Short problem:
Starting at the line that contains "wall --coords pixels" and ending at the last line of the records, write out every line again, adding 104 to each pixel coordinate in the outlines and leaving all other text unchanged.

(Entries taken from a collection)

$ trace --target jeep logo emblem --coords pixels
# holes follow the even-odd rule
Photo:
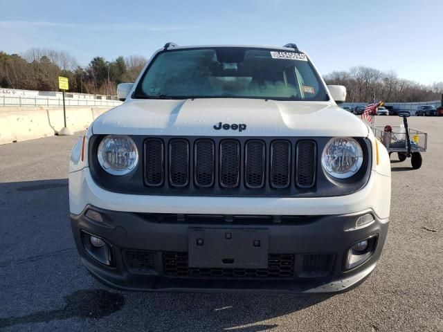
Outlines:
[[[243,131],[246,129],[246,125],[244,123],[233,123],[232,124],[229,124],[228,123],[222,123],[219,122],[218,124],[214,125],[214,129],[215,130],[220,130],[223,128],[224,130],[238,130],[239,132]]]

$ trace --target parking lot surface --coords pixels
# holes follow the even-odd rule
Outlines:
[[[395,116],[377,125],[398,126]],[[443,118],[409,118],[429,134],[423,166],[391,157],[390,225],[379,263],[334,296],[121,292],[80,263],[71,234],[74,137],[0,145],[0,331],[443,331]]]

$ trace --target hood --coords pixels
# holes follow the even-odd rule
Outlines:
[[[224,124],[229,129],[224,129]],[[239,130],[240,124],[246,129],[242,125]],[[94,134],[200,136],[368,134],[368,126],[359,118],[328,102],[237,98],[129,100],[98,118],[92,131]]]

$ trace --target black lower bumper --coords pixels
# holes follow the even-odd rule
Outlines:
[[[98,212],[102,221],[86,216],[88,209]],[[111,287],[133,290],[322,293],[351,289],[374,268],[388,221],[374,216],[374,221],[356,228],[356,219],[367,213],[282,219],[278,223],[260,219],[254,223],[253,216],[235,222],[207,223],[204,218],[196,219],[199,222],[192,219],[190,223],[183,216],[159,219],[150,214],[88,207],[80,215],[71,214],[71,220],[83,264],[97,279]],[[189,266],[189,234],[195,229],[264,230],[268,234],[268,266]],[[89,234],[102,238],[109,246],[109,266],[90,254],[90,246],[85,246]],[[372,255],[364,263],[345,270],[349,249],[371,237],[377,239]],[[238,250],[242,248],[239,246]]]

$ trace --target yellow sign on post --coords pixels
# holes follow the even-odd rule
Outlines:
[[[64,77],[63,76],[58,77],[58,89],[60,90],[69,90],[68,77]]]

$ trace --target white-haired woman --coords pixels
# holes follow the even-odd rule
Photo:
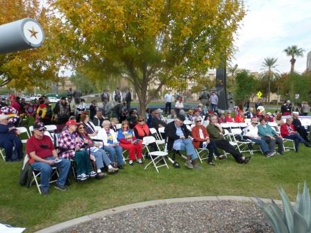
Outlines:
[[[13,161],[12,154],[13,146],[15,147],[18,161],[23,159],[23,144],[17,135],[19,132],[12,123],[8,122],[8,117],[0,114],[0,147],[6,152],[6,162]]]
[[[97,139],[103,140],[103,149],[109,153],[109,158],[112,162],[117,162],[119,164],[119,169],[122,169],[124,165],[122,148],[119,146],[117,135],[112,129],[110,129],[110,121],[105,120],[101,125],[103,128],[99,130],[97,134]]]

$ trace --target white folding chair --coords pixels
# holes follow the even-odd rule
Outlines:
[[[27,140],[29,139],[29,137],[31,137],[29,136],[29,133],[28,132],[27,129],[26,128],[26,127],[17,127],[16,129],[19,131],[21,135],[25,134],[26,135],[27,135],[27,139],[21,140],[22,144],[26,144],[27,142]]]
[[[248,152],[251,155],[253,155],[252,151],[249,148],[249,145],[251,144],[252,142],[251,141],[241,141],[239,140],[237,140],[236,136],[240,135],[242,137],[242,130],[239,128],[232,128],[231,129],[231,133],[229,133],[229,139],[230,139],[230,144],[237,148],[239,151],[239,153],[242,153],[244,152]]]
[[[151,162],[150,162],[148,164],[146,165],[146,166],[144,167],[144,170],[146,170],[146,168],[150,164],[153,164],[153,166],[155,167],[157,172],[159,172],[158,169],[161,166],[166,166],[168,169],[169,166],[167,166],[167,162],[165,160],[165,156],[167,156],[169,154],[167,153],[167,152],[161,151],[160,150],[159,146],[156,142],[156,138],[153,136],[144,137],[143,138],[142,141],[143,141],[142,143],[144,144],[147,145],[147,146],[150,144],[156,142],[156,144],[157,144],[158,150],[158,151],[150,151],[148,146],[146,146],[146,148],[148,150],[148,153],[149,153],[150,157],[151,158]],[[158,163],[159,163],[160,161],[163,161],[163,164],[157,166]]]
[[[26,162],[28,162],[28,160],[29,160],[29,155],[26,154],[24,158],[24,164],[25,164]],[[56,177],[56,179],[49,181],[50,184],[56,182],[57,181],[57,180],[58,179],[58,175],[59,175],[57,167],[52,167],[52,169],[53,169],[53,171],[52,171],[52,173],[51,174],[50,180],[51,180],[51,178],[53,178],[55,175]],[[39,191],[39,193],[41,194],[41,189],[40,189],[41,184],[39,183],[39,180],[38,180],[40,179],[40,175],[41,175],[41,172],[33,169],[33,178],[31,182],[31,186],[33,184],[33,182],[35,182],[35,185],[37,186],[37,190]]]

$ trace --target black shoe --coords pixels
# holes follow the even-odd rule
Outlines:
[[[58,184],[55,184],[54,187],[56,189],[58,189],[58,190],[60,190],[60,191],[67,191],[67,187],[65,185],[60,186],[60,185],[59,185]]]
[[[249,156],[249,157],[246,157],[244,159],[244,161],[242,162],[242,164],[246,164],[249,163],[249,160],[251,160],[251,157]]]
[[[40,191],[41,191],[41,194],[43,196],[49,196],[49,190],[44,190],[40,188]]]

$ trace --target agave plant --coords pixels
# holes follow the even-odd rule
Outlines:
[[[309,187],[305,182],[302,193],[298,185],[298,193],[294,207],[292,207],[285,190],[278,188],[282,198],[283,211],[271,200],[267,205],[256,198],[256,205],[266,216],[275,233],[311,233],[311,202]]]

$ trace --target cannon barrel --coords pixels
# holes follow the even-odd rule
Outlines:
[[[35,19],[25,18],[0,25],[0,54],[37,48],[44,41],[44,32]]]

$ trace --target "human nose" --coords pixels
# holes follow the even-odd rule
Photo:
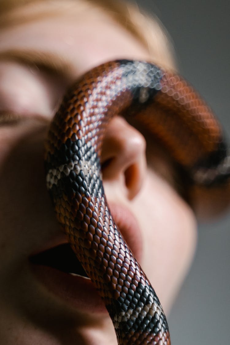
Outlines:
[[[103,180],[117,181],[129,199],[138,193],[146,170],[146,142],[143,135],[123,118],[111,120],[103,141]]]

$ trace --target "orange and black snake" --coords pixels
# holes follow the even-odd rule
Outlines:
[[[221,127],[199,95],[180,77],[143,61],[109,62],[86,73],[50,126],[47,188],[59,221],[104,302],[118,343],[169,345],[162,308],[103,189],[103,136],[113,116],[125,112],[168,150],[186,177],[194,208],[202,196],[210,197],[209,191],[218,194],[229,186],[230,158]]]

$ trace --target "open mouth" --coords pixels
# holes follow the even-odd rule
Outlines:
[[[89,279],[68,243],[60,245],[31,256],[30,261],[36,265],[48,266]]]

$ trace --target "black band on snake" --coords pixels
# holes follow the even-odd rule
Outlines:
[[[69,91],[50,126],[47,187],[58,220],[104,302],[118,343],[169,345],[158,298],[115,224],[103,191],[103,135],[112,117],[125,111],[167,148],[185,172],[188,189],[224,188],[230,159],[220,126],[198,94],[180,77],[144,62],[117,61],[87,73]]]

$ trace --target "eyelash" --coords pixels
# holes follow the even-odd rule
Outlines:
[[[7,111],[0,112],[0,126],[16,125],[22,119],[18,114]]]

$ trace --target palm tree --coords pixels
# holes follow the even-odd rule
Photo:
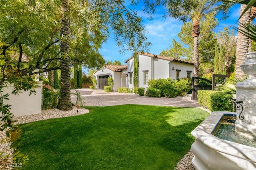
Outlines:
[[[207,14],[212,12],[213,4],[210,4],[207,0],[194,0],[194,5],[189,15],[193,23],[192,36],[194,39],[193,58],[194,76],[198,77],[199,72],[199,55],[198,53],[198,37],[200,34],[200,21]],[[196,83],[197,81],[195,81]]]
[[[69,0],[62,0],[61,7],[61,32],[62,40],[60,43],[62,57],[60,63],[61,71],[61,89],[59,109],[69,110],[72,109],[70,97],[70,23]]]
[[[241,4],[240,15],[244,11],[246,6],[246,5]],[[250,9],[249,9],[239,19],[238,29],[246,32],[246,30],[242,26],[242,24],[246,25],[250,23]],[[240,65],[244,63],[246,60],[245,54],[249,52],[249,38],[244,35],[244,34],[240,32],[238,32],[236,41],[236,59],[235,70],[235,75],[237,77],[242,78],[245,75],[244,73],[241,69]]]

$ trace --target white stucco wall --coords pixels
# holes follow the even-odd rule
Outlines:
[[[117,91],[118,88],[121,86],[121,75],[122,72],[114,72],[114,76],[113,79],[114,79],[114,87],[113,90],[114,91]]]
[[[128,74],[128,76],[126,77],[126,87],[129,87],[129,88],[133,88],[133,83],[132,84],[130,83],[130,74],[128,73],[131,72],[133,72],[134,61],[134,59],[132,58],[127,62],[127,70],[126,72],[127,74]],[[134,76],[133,73],[132,75]]]
[[[154,79],[167,79],[169,77],[169,61],[154,58]]]
[[[10,111],[15,116],[41,113],[42,87],[42,81],[37,81],[38,85],[35,88],[36,95],[34,93],[30,96],[30,91],[22,91],[19,95],[12,94],[13,87],[9,86],[5,88],[4,93],[8,93],[9,100],[5,101],[11,109]]]
[[[143,71],[148,70],[148,80],[152,79],[154,76],[153,73],[152,72],[152,65],[153,64],[154,59],[153,57],[146,56],[145,55],[138,55],[138,61],[139,61],[139,69],[138,70],[139,87],[146,87],[148,85],[144,84],[144,73]]]
[[[186,64],[177,62],[170,61],[169,64],[169,77],[172,79],[176,80],[176,70],[180,70],[180,78],[187,77],[187,71],[192,71],[191,77],[193,77],[193,71],[194,66],[192,65]],[[174,67],[174,69],[172,69]]]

Result of this exercise:
$ trace --target white stucco wall --coords pixels
# holes follow the even-odd rule
Outlines:
[[[221,195],[222,192],[225,190],[225,179],[226,176],[218,176],[218,180],[217,183],[218,183],[218,191],[217,194],[218,195]]]
[[[232,178],[232,180],[230,181],[230,191],[233,191],[233,192],[237,192],[237,187],[236,188],[234,187],[234,178],[232,177],[235,176],[237,176],[238,165],[238,163],[236,162],[231,166],[231,174],[230,176],[231,178]],[[238,180],[237,177],[236,179]]]
[[[258,183],[271,183],[273,181],[273,165],[258,162]]]
[[[114,215],[119,220],[145,217],[146,191],[146,185],[141,185],[142,189],[139,192],[140,199],[138,197],[134,200],[134,195],[126,195],[123,199],[116,198],[117,191],[113,190],[109,192],[108,197],[112,197],[113,204],[109,205],[115,213]]]
[[[247,175],[252,174],[252,184],[256,183],[258,180],[257,177],[256,176],[256,169],[257,168],[258,163],[257,161],[250,160],[249,159],[242,159],[242,165],[243,165],[243,173],[242,174],[243,191],[250,191],[252,189],[248,188],[248,177]]]
[[[290,168],[281,166],[274,165],[273,168],[273,181],[276,183],[280,184],[280,174],[284,174],[284,182],[291,181],[291,175],[296,175],[295,181],[297,181],[297,175],[298,170],[296,169]],[[278,171],[278,173],[276,173]]]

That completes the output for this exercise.